**Work required**: Please lay out every line of the material below as a Markdown table with the columns Row and Content, numbering the rows and skipping blank lines. Leave the pictures out of the table.

Start Data to process

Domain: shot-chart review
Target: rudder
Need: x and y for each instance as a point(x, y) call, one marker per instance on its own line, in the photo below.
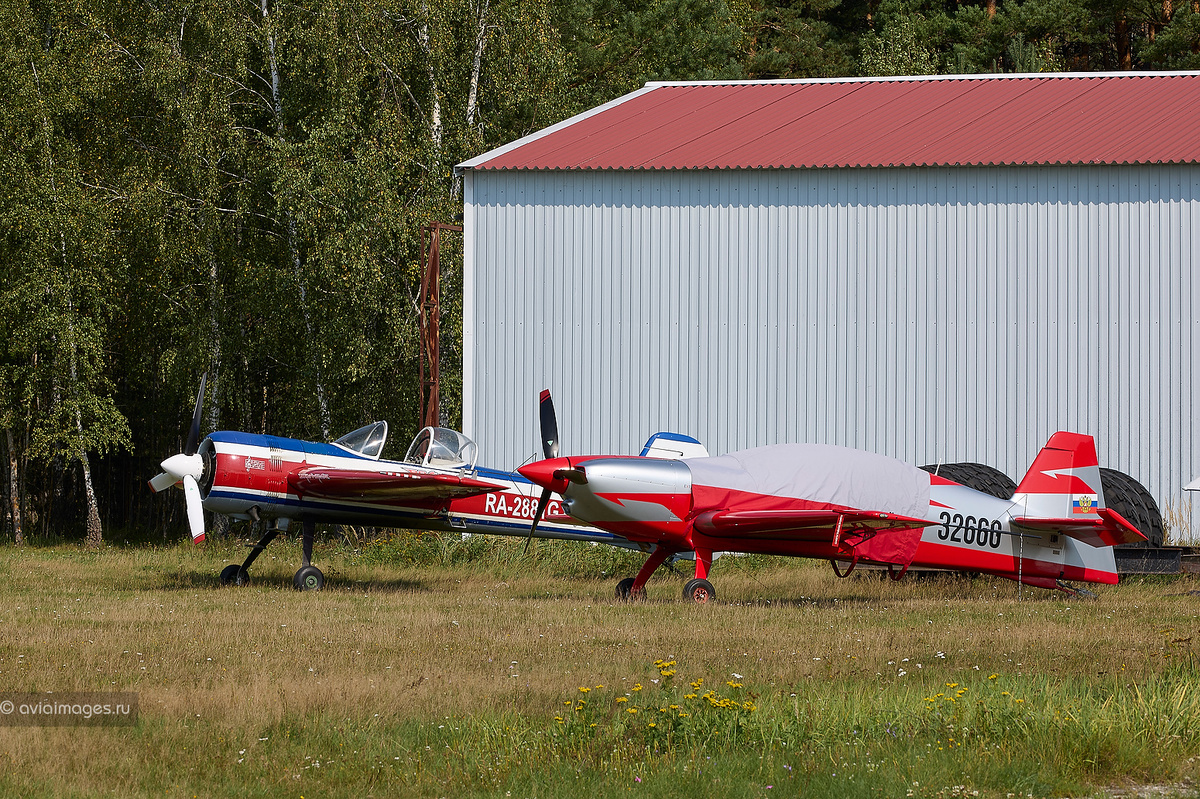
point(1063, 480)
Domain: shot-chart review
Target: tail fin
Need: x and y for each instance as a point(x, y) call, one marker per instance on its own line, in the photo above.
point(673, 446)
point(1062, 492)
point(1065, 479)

End Data to process

**Solution for this exercise**:
| Row | Content |
|---|---|
| 1 | Domain: shot-chart review |
| 2 | Target: rudder |
| 3 | Need: x and y for each instance as a point(x, y) call, one marker per instance on its own line, in the photo below. |
| 4 | point(1063, 480) |
| 5 | Domain: shot-chart review |
| 6 | Target: tail fin |
| 7 | Need: x and y for each instance as a point(x, y) call, one marker per instance on its own line, in the photo above. |
| 8 | point(673, 446) |
| 9 | point(1062, 492) |
| 10 | point(1065, 479) |